» **Work order 1**
From the biography, echo the passage starting at "In 1972, he" and ending at "the United States.", word for word.
» **Work order 2**
In the biography, condense the paragraph beginning "In 1975, he moved to Hawaii" into a short bulleted list that keeps its main facts.

» **Passage**
..............................

|Bio||Topic - Saturday September 4 @ 2 pm|
Bruce received his Bachelor of Science degree in 1971 from the University of Michigan. After graduating, he worked as a research assistant studying the reproductive biology of freshwater fishes in Guyana, South America.
In 1972, he joined the Peace Corps and was assigned to the University of the South Pacific in Suva, Fiji. There he conducted a biological survey of the marine life of the Fiji Islands and helped establish a permanent collection for the University.
In 1975, he moved to Hawaii where he earned his PhD at the University of Hawaii. At about the same time he started work at the Waikiki Aquarium as a student helper and eventually worked his way up to full-time Aquarist, then Curator, and in 1990 he was appointed Director. During his tenure there he pioneered exhibits of nautilus, cuttlefish, giant clams and living corals, which, prior to that time, had never before been exhibited in the United States.
In April 2002, he became the second employee hired to develop the new Georgia Aquarium. He was involved in all of the concept development for the exhibits, and he now serves as the Chief Science Officer.

..............................

» **Listed records**
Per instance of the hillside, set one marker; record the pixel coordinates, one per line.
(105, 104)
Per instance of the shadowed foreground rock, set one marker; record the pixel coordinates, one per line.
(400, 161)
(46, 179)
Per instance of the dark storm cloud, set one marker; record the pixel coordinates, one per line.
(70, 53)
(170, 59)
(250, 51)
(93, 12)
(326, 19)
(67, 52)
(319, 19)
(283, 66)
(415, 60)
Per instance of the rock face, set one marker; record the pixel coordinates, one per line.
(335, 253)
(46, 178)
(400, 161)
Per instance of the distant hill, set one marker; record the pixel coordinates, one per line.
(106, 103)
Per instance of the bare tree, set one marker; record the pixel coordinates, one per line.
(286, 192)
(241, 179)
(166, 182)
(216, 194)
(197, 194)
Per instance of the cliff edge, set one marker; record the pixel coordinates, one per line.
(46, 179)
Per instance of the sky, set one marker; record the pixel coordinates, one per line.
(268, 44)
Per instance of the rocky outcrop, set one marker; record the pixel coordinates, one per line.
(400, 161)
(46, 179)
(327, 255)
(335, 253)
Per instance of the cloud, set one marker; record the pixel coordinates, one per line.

..............................

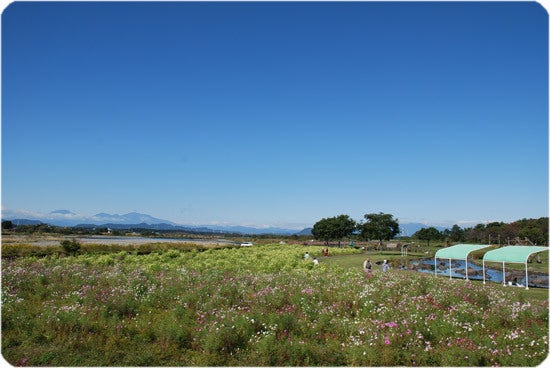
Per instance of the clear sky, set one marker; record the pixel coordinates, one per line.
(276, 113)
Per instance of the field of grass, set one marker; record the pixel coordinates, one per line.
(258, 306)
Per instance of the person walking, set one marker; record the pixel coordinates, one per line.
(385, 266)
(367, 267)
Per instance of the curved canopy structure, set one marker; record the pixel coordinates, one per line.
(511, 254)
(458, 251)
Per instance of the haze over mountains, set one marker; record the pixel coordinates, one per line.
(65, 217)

..............................

» **Exercise output 1**
In 1972, he joined the Peace Corps and was assigned to the University of the South Pacific in Suva, Fiji. There he conducted a biological survey of the marine life of the Fiji Islands and helped establish a permanent collection for the University.
In 1975, he moved to Hawaii where he earned his PhD at the University of Hawaii. At about the same time he started work at the Waikiki Aquarium as a student helper and eventually worked his way up to full-time Aquarist, then Curator, and in 1990 he was appointed Director. During his tenure there he pioneered exhibits of nautilus, cuttlefish, giant clams and living corals, which, prior to that time, had never before been exhibited in the United States.

» **Exercise output 2**
- Moved to Hawaii in 1975 and earned a PhD at the University of Hawaii.
- Began at the Waikiki Aquarium as a student helper, then became full-time Aquarist, then Curator.
- Was appointed Director in 1990.
- Pioneered exhibits of nautilus, cuttlefish, giant clams and living corals, which had never been exhibited in the United States before.